_TASK TO COMPLETE_: Copy out each line exactly as it appears.
** start of DATA ROWS **
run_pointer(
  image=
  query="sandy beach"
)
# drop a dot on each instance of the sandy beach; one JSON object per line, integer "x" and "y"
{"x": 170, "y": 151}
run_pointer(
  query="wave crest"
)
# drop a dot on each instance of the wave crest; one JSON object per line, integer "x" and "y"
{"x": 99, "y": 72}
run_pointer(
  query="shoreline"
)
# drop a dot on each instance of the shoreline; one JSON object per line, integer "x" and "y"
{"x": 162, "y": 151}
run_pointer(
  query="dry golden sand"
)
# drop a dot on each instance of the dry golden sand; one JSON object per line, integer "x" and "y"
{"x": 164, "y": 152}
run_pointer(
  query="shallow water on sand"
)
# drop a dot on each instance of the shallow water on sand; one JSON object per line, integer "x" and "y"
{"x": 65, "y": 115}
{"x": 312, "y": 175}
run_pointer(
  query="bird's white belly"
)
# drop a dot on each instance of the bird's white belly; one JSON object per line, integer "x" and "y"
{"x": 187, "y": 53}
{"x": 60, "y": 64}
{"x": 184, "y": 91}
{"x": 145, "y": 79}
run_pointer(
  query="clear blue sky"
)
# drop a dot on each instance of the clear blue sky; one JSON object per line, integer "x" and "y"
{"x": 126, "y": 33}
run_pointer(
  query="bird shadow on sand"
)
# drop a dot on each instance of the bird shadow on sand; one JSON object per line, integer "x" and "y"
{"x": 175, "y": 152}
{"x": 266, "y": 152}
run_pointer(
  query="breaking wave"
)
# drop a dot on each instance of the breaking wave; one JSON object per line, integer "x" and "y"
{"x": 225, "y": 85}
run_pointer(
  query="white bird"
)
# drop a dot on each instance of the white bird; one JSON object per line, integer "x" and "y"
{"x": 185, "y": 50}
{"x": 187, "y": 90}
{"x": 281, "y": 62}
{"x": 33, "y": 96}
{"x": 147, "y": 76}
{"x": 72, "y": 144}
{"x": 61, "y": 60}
** end of DATA ROWS **
_CORRECT RESPONSE_:
run_pointer(
  image=
  query="sandy beach"
)
# drop a dot on each instance of the sandy beach; one JSON object per line, integer "x" and "y"
{"x": 170, "y": 151}
run_pointer(
  query="wave crest"
)
# drop a dot on each instance of the wave crest; one JSON object per line, integer "x" and "y"
{"x": 99, "y": 72}
run_pointer(
  query="shoreline"
)
# drop a dot on each instance of the shoreline; one JSON object per line, integer "x" and "y"
{"x": 162, "y": 151}
run_pointer(
  query="dry golden sand"
)
# drop a dot on each instance of the dry golden sand; one JSON object per line, integer "x" and "y"
{"x": 164, "y": 152}
run_pointer(
  query="shallow water on sand"
)
# drop a dot on each instance of the shallow water on sand; one JSON object per line, integer "x" and "y"
{"x": 65, "y": 115}
{"x": 312, "y": 175}
run_pointer(
  query="bird's white belly"
)
# drop a dot on each instance of the bird's white belly; one JSON object per line, integer "x" and "y"
{"x": 187, "y": 53}
{"x": 60, "y": 64}
{"x": 184, "y": 91}
{"x": 145, "y": 79}
run_pointer(
  query="clear blue sky"
)
# drop a dot on each instance of the clear blue sky; one JSON object per line, integer "x" and "y"
{"x": 126, "y": 33}
run_pointer(
  query="bird shadow on sand"
)
# drop a dot on each instance of the bird shadow on sand; one JSON object per line, integer "x" and "y"
{"x": 175, "y": 152}
{"x": 266, "y": 152}
run_pointer(
  query="breaking wave"
)
# drop a dot on each instance of the breaking wave; one JSON object per line, integer "x" and "y"
{"x": 225, "y": 85}
run_pointer(
  query="white bird"
)
# drop a dot on each instance of the white bird; one JSON object per line, integer "x" and "y"
{"x": 185, "y": 50}
{"x": 187, "y": 90}
{"x": 281, "y": 62}
{"x": 33, "y": 96}
{"x": 147, "y": 76}
{"x": 72, "y": 144}
{"x": 61, "y": 60}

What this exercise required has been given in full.